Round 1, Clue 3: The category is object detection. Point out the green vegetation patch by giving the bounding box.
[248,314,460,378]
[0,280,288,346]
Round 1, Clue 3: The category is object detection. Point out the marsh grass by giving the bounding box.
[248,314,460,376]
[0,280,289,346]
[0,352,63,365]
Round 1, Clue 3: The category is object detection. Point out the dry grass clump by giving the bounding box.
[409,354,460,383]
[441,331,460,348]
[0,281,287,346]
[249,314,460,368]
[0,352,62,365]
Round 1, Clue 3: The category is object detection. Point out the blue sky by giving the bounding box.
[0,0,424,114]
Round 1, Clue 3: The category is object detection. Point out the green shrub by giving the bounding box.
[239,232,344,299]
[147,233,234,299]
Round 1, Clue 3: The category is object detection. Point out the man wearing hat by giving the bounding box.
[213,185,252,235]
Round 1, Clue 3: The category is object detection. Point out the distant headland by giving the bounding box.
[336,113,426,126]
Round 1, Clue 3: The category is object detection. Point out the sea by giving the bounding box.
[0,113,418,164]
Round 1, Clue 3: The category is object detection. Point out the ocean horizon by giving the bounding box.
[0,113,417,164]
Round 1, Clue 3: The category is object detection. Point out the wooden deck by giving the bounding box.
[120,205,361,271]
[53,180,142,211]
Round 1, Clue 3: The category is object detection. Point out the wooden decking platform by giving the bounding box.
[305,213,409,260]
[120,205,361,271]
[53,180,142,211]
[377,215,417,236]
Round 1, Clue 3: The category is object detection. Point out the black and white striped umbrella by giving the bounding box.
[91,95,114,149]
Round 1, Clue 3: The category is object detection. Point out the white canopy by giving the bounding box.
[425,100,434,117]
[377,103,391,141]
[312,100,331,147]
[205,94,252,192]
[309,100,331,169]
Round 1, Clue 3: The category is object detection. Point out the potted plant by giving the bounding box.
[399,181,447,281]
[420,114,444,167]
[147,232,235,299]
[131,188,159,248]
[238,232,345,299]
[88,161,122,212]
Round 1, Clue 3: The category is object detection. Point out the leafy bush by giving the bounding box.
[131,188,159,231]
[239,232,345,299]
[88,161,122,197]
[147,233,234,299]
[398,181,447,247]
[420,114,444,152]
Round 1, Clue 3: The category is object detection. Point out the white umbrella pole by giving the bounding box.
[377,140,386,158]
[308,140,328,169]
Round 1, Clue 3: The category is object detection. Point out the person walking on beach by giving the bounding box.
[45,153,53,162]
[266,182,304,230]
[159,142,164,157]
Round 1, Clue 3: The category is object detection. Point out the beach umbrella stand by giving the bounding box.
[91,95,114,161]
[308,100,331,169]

+ + + + + + +

▶ Your instructions:
Copy each of the records above word for word, without any changes.

▶ The solution:
Round 1, Clue 3: The category is object detection. Point out the green vegetation patch by giving the bounding box.
[248,314,460,378]
[0,280,288,346]
Round 1, Clue 3: The category is object detection. Point out the marsh grass by giving the bounding box.
[248,314,460,376]
[0,280,289,346]
[0,352,63,365]
Round 1, Clue 3: The category is object detection. Point out the dry grass clump by giving the bounding box.
[409,354,460,383]
[441,331,460,348]
[0,281,287,346]
[249,314,460,368]
[0,352,62,365]
Round 1, Clue 3: The category is object detection. Point out the blue sky by giving the bounding box.
[0,0,424,114]
Round 1, Clue 3: The category is object detection. Point out the green shrub by giving the bounding box.
[239,232,344,299]
[147,233,234,299]
Round 1, Clue 3: The category is object detection. Point out the man wearing hat by giving the bounding box.
[213,185,252,235]
Round 1, Clue 3: The category is object detection. Point out the distant headland by giving the bounding box.
[336,113,426,126]
Round 1, Clue 3: The category is object detection. Point out the sea by giving the bounding box.
[0,113,418,164]
Round 1, Clue 3: The category is object detection. Point out the ocean horizon by giving the bounding box.
[0,113,417,164]
Round 1, Clue 3: The category is object detection. Point out the wooden deck by giving the bounding box.
[120,205,361,271]
[53,180,142,211]
Round 1, Clue 3: The category is object detection. Point out the wooden decking platform by giving the bounding box.
[305,213,409,260]
[120,205,361,271]
[53,180,142,211]
[377,215,417,236]
Round 1, Clue 3: The category is object detection. Point out the black and white striped umbrella by giving the bounding box.
[91,95,114,149]
Round 1, Clue 3: The category is object detection. Point out the white canopy by giving the bounding box.
[425,100,434,117]
[377,103,391,141]
[312,100,331,147]
[205,94,252,192]
[309,100,331,169]
Round 1, Clue 3: The category is object detection. Point out the potted plant by giving the bounding box.
[399,181,447,281]
[420,114,444,167]
[147,232,235,299]
[131,188,159,248]
[238,232,345,299]
[88,161,122,212]
Round 1, Clue 3: The category is object detection. Point out the leafy bush by giving the bounding box.
[131,188,159,231]
[239,232,345,299]
[88,161,122,197]
[147,233,234,299]
[398,181,447,247]
[420,114,444,152]
Round 1, Clue 3: The category is object detection. Point out the white umbrella pole by giving the bounding box.
[377,140,386,158]
[308,140,328,169]
Round 1, Clue 3: The category is object detection. Point out the person walking on beach by giving the bounding box.
[45,153,53,162]
[266,182,304,230]
[159,142,164,157]
Round 1, Clue 3: The category is object detection. Point out the beach umbrella stand by giving the bounding box.
[91,95,114,161]
[308,100,331,169]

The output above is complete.